The Sirens were creatures who lived in the sea and caused death and destruction to those who encountered them. They were half human, half bird, and always described as female. They did not live in the water itself, but on islets and islands. Their method of killing involved singing an enchanting song. This would cause sailors to follow the sound of the song, leading to them walking off the ship or steering the ship into the rocks that the sirens were on.

Sirens | From the blog of Nicholas C. Rossis, author of science fiction, the Pearseus epic fantasy series and children's books

A group of fish-tailed wingless sirens (Latin: “sýrene”) in water, by a ship. Bestiary (Oxford, Bodleian Libraries, Bodl. 764, fol. 74v). Source: Wikipedia

Scylla and Charybdis

Though Scylla’s violence is contrasted with the sirens’ seductive ways by certain classical writers, Scylla and Charybdis lived near the sirens’ domain, were also female, and had some fishlike attributes. In Etruscan civilization before the 6th century BC, Scylla was portrayed as a mermaid-like creature with two tails. Some have argued that the two-tailed Melusine of later European art is traceable to this Etruscan Scylla.

As with the sirens, Scylla and Charybdis appear in the Odyssey. Homer describes two sirens living on a small island that Odysseus had to pass. He saved his crew by plugging their ears with wax, so that they could not hear the sirens’ song. Being curious to hear their enchanting song, he had his sailors tie him to the mast with strict orders not to release him until they were well away from the monsters – a trick that made him the only man to survive their deadly song.


The name ‘Cetus’ (κήτος) was applied to more than one sea monster in Greek mythology. However, the most famous Cetus was the one encountered by Perseus. Cetus was a ferocious whale-like monster. It was released upon the shores of Ethiopia by Poseidon (the god of the sea in Greek mythology). The reason was that the queen of Ethiopia had boasted that her daughter, Andromeda, was more beautiful than the Nereid nymphs.

An oracle told the king and queen of Ethiopia that the only way of resolving the situation was to offer their daughter to the sea monster. Therefore, they tied her to a rock by the shore, waiting for Cetus to devour her. Perseus came to know of this, so he heroically defeated the sea monster. He did this either with his sword or by using Medusa’s head to turn it to stone.

Nowadays, the word κήτος is used in Greek to describe any kind of sea mammal such as whales.


Not all sea monsters in Greek mythology were malevolent. Triton was a sea monster in that he was a bizarre, powerful creature who lived in the sea. The son of Poseidon and Amphitrite, Triton was half man, half fish, essentially a merman (a male mermaid). According to Hesiod, he was the ruler of the depths of the sea and lived at the bottom of the sea in a golden palace. He is usually portrayed as benevolent and helpful to the main character of whatever story he features in.

→ **Dataset section**
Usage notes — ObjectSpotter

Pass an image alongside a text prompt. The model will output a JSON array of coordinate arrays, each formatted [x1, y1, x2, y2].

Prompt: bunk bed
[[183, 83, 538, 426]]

→ **The tasks**
1. In the passage on Greek sea monsters, why did Poseidon release Cetus on the shores of Ethiopia? Answer in one to three sentences.
2. Could you resume the passage on Greek sea monsters, picking up right after its final sentence?
The data were taken from a separate source.

→ **The replies**
1. Poseidon released Cetus because the queen of Ethiopia had boasted that her daughter, Andromeda, was more beautiful than the Nereid nymphs.

2.
Triton was not only the son of Poseidon, but also his herald, acting as Poseidon’s messenger. He had a magical conch-shell trumpet, which he could use to calm the waves or to put giants to flight, as they imagined it to be the roar of a dark wild beast. So, while he was a sea monster in his general characteristics, he was a force for good, not evil.


Les Océanides | From the blog of Nicholas C. Rossis, author of science fiction, the Pearseus epic fantasy series and children's books

Les Océanides by Gustave Doré (c. 1860). Image: Wikipedia

Gradually, Triton became pluralized as a group called Oceanids. This group included female oceanids, nereids, and naiads. These daughters of the ‘Old Man of the Sea’ Nereus and the Oceanid Doris, often accompany Poseidon, the god of the sea, and can be friendly and helpful to sailors. While they are not typically depicted with fishtails, the terms “nereid” and “nymph” have also been applied to actual mermaid-like marine creatures purported to exist, from Pliny and onwards. The prophetic sea deity Glaucus was also depicted with a fishtail and sometimes with fins for arms.

This group has nowadays evolved into the mermaids and mermen popularized by Disney, but our ancestors had little doubt of their existence. Pliny the Elder, for example, claimed that a triton (merman) was seen off the coast of Olisipo (present-day Lisbon, Portugal). It bore the physical appearance of the triton, according to a deputation from Lisbon who reported it to Emperor Tiberius. One nereid was sighted earlier on the same (Lisbon) coast. Pliny remarks that contrary to popular notion, the true nereids are not smooth-skinned in their human-like portions, but covered with scales all over the body. Their mournful songs at death have also been heard by the coastal inhabitants. Also, multiple nereids had washed up on the shore according to the governor of Gaul, who informed the late Emperor Augustus about it in a letter.

This notion persisted for a long time. In 1493, sailing off the coast of Hispaniola, Christopher Columbus spotted three sirens or mermaids (Spanish: serenas) which he said were not as beautiful as they are represented, due to some masculine features in their faces. During Henry Hudson’s 1608 voyage in the Arctic Ocean, members of his crew reported sighting a mermaid in the Norwegian or Barents Seas. And Dutch explorer David Danell during his expeditions to Greenland in 1652–54 claimed to have spotted a mermaid with “flowing hair and very beautiful”, though the crew failed to capture it.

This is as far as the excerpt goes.